### WRITTEN PROBLEM:
Count the lines in the entries below that contain the word "wall". Reply with that number alone.

### DATA SECTION:
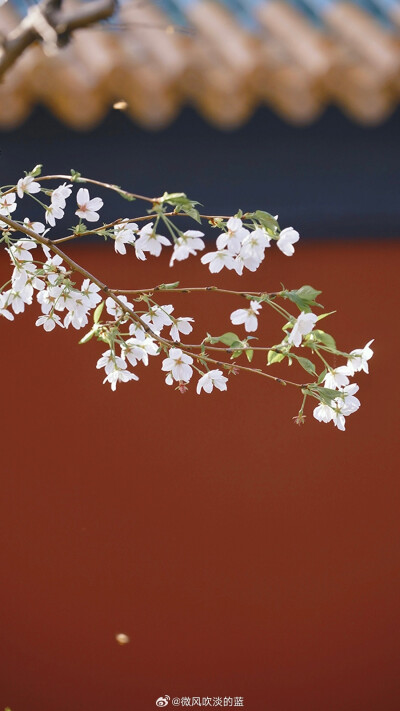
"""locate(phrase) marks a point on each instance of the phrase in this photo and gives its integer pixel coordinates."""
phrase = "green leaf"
(326, 395)
(266, 220)
(304, 297)
(227, 338)
(325, 315)
(124, 194)
(182, 204)
(325, 338)
(36, 171)
(305, 363)
(274, 357)
(88, 337)
(308, 293)
(98, 312)
(79, 229)
(172, 285)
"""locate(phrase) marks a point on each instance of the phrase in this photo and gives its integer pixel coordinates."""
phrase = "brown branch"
(40, 239)
(46, 23)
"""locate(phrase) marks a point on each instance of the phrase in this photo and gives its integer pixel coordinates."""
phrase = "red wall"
(243, 555)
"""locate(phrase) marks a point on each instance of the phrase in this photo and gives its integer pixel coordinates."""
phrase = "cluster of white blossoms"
(61, 303)
(338, 379)
(240, 248)
(137, 330)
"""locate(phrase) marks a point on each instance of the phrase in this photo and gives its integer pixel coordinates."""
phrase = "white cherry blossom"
(232, 239)
(124, 233)
(27, 185)
(247, 316)
(59, 195)
(287, 238)
(304, 325)
(53, 212)
(359, 358)
(323, 412)
(255, 244)
(181, 325)
(158, 317)
(87, 206)
(53, 267)
(18, 299)
(115, 310)
(218, 260)
(178, 365)
(190, 242)
(109, 361)
(8, 204)
(47, 298)
(137, 331)
(135, 349)
(119, 376)
(337, 377)
(37, 227)
(49, 321)
(150, 241)
(21, 249)
(214, 378)
(3, 307)
(91, 291)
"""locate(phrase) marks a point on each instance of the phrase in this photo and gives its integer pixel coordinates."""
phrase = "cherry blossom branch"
(49, 24)
(196, 289)
(242, 243)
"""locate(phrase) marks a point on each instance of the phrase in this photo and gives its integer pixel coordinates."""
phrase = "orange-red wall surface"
(243, 555)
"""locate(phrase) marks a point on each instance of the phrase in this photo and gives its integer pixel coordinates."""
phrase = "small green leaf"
(326, 395)
(182, 204)
(79, 229)
(125, 195)
(88, 337)
(325, 338)
(308, 293)
(98, 312)
(274, 357)
(269, 222)
(36, 171)
(227, 338)
(325, 315)
(304, 297)
(165, 287)
(305, 363)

### EXERCISE RESULT:
2